# BRIEF:
In the entries that follow, find each line with the word "tree" and copy it.

-- LISTED RECORDS follows --

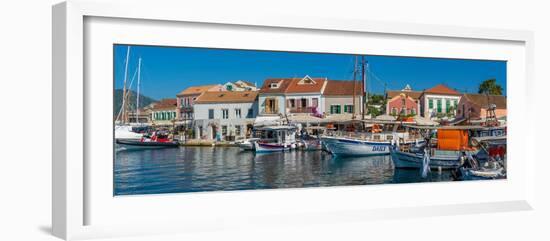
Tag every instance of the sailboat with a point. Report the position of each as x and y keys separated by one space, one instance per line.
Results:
x=123 y=129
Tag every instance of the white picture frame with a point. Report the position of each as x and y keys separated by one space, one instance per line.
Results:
x=74 y=190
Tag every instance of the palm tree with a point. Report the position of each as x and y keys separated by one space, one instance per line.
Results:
x=490 y=87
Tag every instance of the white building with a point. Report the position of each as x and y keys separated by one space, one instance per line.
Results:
x=227 y=115
x=438 y=101
x=292 y=95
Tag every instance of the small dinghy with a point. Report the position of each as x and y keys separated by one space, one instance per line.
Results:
x=472 y=170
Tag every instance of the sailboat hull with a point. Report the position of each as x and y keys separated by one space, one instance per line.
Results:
x=351 y=147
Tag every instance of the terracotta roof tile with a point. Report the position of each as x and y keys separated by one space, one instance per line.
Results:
x=441 y=89
x=341 y=87
x=227 y=97
x=283 y=84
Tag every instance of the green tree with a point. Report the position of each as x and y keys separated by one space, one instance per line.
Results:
x=490 y=87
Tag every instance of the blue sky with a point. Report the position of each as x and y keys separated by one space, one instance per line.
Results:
x=166 y=71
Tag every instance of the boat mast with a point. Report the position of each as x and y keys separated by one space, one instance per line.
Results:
x=124 y=116
x=137 y=97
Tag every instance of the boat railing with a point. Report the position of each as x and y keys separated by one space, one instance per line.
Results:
x=382 y=137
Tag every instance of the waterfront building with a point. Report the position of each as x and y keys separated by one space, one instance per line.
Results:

-- LISTED RECORDS concluded --

# RESPONSE TO THIS EXERCISE:
Tag every instance of the palm tree with a point. Report the position of each as x and y keys separated by one space, one instance per line.
Tag every instance of the green tree with a point. Report the position of each as x and y keys separated by one space, one instance per line.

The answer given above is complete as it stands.